Many court observers believed that because of O’Connor’s announcement he would wait until this week to make the announcement. Speculation intensified as the week wore on.

TV news crews and an Associated Press photographer waited in pelting rain for three hours Friday morning for Rehnquist to emerge from his suburban Virginia town house. He eventually did, wishing reporters a good morning. When asked about retirement rumors, he answered: “That’s for me to know and you to find out,” before getting into a waiting car.

The press room at the Supreme Court was filled, a rarity during a time when the court is not in session. And the rumors flew.

E-mails to reporters from various groups speculated when Rehnquist would make an announcement, and also speculated about other possibilities.

Justice John Paul Stevens, who is 85 and healthy, may be going, the speculation went. Stevens is the court’s liberal leader and would seem an unlikely prospect with a Republican in the White House and GOP-controlled Senate.

He also has already started hiring law clerks to work for him in 2006-07. That could be a sign that he’s sticking around for a while. Or that he’s sneaky and wants to keep reporters off his trail.
= = = = = = =
== Given instruction a ==
In the text on the Supreme Court retirement rumors, how long did the TV news crews and the Associated Press photographer wait in the rain on Friday morning?
The records that follow have no connection to the text above.

== Dataset content ==
= = = = = = =
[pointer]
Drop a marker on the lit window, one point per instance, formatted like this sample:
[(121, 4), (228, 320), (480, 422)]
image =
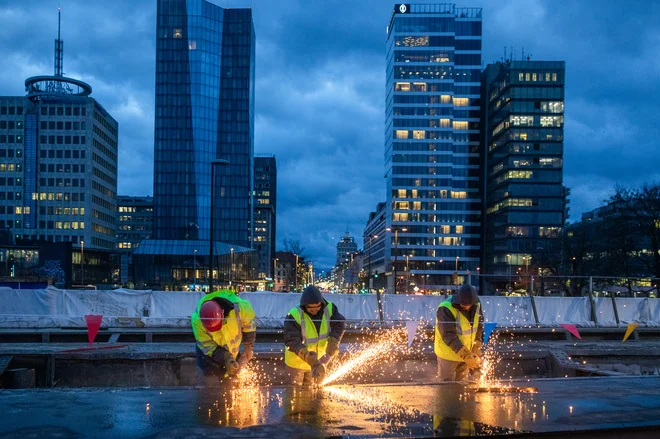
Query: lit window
[(461, 102), (419, 86), (402, 86)]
= = = = = = =
== Given instruction b ==
Reproduce every line of the records above, requests included, and add -140 to each coordinate in the answers. Leave the pictures out.

== Complete output a ==
Three hours.

== Complete output b ==
[pointer]
Drop a marker on the lit window, one point per instance, formatted like this sample:
[(121, 4), (228, 320), (480, 422)]
image =
Query: lit window
[(321, -38), (279, -54), (262, -54)]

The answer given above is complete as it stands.